### Records from a data source
---
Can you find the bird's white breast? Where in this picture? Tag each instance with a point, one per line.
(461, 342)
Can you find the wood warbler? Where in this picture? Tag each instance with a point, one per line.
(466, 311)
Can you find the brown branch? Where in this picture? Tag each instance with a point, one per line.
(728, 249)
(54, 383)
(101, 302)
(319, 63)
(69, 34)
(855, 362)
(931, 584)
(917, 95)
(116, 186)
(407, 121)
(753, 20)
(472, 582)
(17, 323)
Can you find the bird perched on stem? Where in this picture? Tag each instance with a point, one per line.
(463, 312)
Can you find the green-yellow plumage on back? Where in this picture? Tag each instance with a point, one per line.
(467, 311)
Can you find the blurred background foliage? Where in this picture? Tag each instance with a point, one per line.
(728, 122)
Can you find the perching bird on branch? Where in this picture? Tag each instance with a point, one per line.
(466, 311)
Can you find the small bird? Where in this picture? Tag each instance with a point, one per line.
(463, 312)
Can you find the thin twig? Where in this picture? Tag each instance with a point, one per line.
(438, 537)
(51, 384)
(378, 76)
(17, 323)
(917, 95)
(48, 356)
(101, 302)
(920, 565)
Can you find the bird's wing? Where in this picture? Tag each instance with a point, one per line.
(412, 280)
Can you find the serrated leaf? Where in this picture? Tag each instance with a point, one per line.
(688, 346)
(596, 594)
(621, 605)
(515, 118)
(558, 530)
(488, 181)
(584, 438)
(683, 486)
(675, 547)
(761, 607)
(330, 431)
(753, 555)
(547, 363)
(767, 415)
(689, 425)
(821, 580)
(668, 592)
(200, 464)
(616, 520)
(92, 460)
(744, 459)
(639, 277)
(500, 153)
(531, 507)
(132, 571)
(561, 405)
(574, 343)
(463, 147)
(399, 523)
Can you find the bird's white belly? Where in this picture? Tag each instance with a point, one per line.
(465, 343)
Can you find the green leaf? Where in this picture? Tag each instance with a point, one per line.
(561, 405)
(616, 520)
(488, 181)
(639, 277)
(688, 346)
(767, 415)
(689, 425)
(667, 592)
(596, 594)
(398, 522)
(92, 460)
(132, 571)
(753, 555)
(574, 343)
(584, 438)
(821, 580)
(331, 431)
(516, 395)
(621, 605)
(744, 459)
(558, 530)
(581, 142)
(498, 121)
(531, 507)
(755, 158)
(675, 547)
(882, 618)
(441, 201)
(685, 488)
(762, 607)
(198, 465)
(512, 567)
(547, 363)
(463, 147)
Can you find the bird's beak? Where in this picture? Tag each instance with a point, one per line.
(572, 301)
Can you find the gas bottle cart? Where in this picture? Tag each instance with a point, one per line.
---
### WRITTEN REQUEST
Copy each entry exactly, with nothing added or dropped.

### SOLUTION FOR THIS PROBLEM
Can you find the bird's white breast? Where in this picture? Tag each instance with a point, one per line.
(461, 342)
Can you find the wood warbler? Where in this picture? Tag each instance with a point, one per line.
(466, 311)
Can you find the brown branch? Where in this picture? Tag each instance with a point, one per line.
(728, 249)
(54, 383)
(101, 302)
(319, 63)
(69, 34)
(855, 362)
(931, 584)
(917, 95)
(116, 186)
(407, 121)
(753, 20)
(472, 582)
(17, 323)
Can you find the bird perched on stem? Where in this picture? Tag each instance with a point, one per line.
(463, 312)
Can you find the green-yellow plumage on back? Where in this picture? Tag each instance with a point, one per line.
(467, 311)
Can you find the blurred background foliage? Where in this picture? Tag each instance with a point, one per line.
(728, 122)
Can you find the perching bird on branch? Where in this picture? Tag each instance with a point, one per line.
(466, 311)
Can you find the small bird? Where in this picture? Tag each instance with a point, one per line.
(463, 312)
Can you find the thin twig? Where in this picture? Tag each instance with a point, one per line.
(438, 537)
(51, 384)
(378, 76)
(17, 323)
(917, 95)
(48, 356)
(101, 302)
(920, 565)
Can you find the bird's wing? Where in this picture? Tag each instance with a point, one per line.
(412, 280)
Can you find the serrated leaf? Where in this picture? Tag each instance with a point, one per line.
(688, 346)
(596, 594)
(621, 605)
(515, 118)
(558, 530)
(488, 181)
(584, 438)
(683, 486)
(675, 547)
(761, 607)
(330, 431)
(753, 555)
(547, 363)
(767, 415)
(689, 425)
(821, 580)
(668, 592)
(200, 464)
(616, 520)
(92, 460)
(744, 459)
(639, 277)
(500, 153)
(531, 507)
(132, 571)
(561, 405)
(574, 343)
(463, 147)
(399, 523)
Can you find the bird's white belly? Where in this picture? Tag each instance with a point, one per line.
(465, 343)
Can you find the green leaf? Where in this picture? Tag each instance with a point, one per line.
(561, 405)
(616, 520)
(488, 181)
(639, 277)
(688, 346)
(767, 415)
(689, 425)
(667, 592)
(596, 594)
(398, 522)
(92, 460)
(132, 571)
(753, 555)
(574, 343)
(584, 438)
(821, 580)
(331, 431)
(516, 395)
(621, 605)
(744, 459)
(558, 530)
(581, 142)
(498, 121)
(531, 507)
(755, 158)
(675, 547)
(882, 618)
(441, 201)
(685, 488)
(762, 607)
(198, 465)
(512, 567)
(547, 363)
(463, 147)
Can you find the bird's beak? Where in this picture? Tag each instance with a point, one per line.
(572, 301)
Can you find the gas bottle cart? Where in this picture? Tag each instance with a point, one per line.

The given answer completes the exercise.